═════ Supplied records

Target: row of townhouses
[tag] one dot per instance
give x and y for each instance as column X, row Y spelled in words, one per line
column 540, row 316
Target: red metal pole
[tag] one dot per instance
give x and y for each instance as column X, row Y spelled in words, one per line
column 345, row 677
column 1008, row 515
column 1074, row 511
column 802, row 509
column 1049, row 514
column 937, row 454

══════════
═════ Supplied records

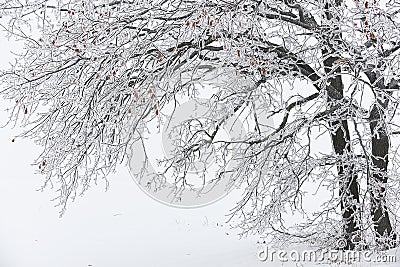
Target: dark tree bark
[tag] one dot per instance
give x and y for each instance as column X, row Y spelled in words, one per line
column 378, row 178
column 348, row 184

══════════
═════ Supplied records

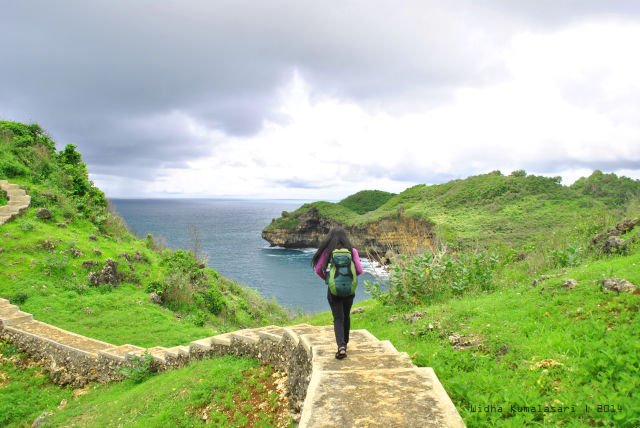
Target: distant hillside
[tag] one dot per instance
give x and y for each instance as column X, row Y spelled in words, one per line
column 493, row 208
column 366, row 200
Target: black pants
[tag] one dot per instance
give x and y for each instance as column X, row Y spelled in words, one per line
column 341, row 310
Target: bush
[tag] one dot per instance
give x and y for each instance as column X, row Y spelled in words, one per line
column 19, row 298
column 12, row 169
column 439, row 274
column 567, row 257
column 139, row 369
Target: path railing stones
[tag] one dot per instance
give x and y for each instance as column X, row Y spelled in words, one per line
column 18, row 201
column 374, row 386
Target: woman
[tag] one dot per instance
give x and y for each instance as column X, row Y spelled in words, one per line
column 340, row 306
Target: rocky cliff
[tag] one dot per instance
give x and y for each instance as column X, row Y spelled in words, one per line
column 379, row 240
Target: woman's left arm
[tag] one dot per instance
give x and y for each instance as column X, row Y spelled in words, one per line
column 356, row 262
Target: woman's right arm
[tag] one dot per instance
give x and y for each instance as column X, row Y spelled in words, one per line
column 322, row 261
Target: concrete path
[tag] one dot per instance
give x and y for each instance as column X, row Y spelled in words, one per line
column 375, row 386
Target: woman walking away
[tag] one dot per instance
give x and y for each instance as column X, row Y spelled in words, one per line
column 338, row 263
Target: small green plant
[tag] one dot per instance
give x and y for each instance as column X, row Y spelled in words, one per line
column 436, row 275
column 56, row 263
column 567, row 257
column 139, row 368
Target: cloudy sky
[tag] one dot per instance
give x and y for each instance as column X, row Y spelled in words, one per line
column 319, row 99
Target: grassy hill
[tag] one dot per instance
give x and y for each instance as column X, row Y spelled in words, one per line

══════════

Check each line of the entries above for the word "path". List the ones that have it.

Target: path railing stones
Target: concrete path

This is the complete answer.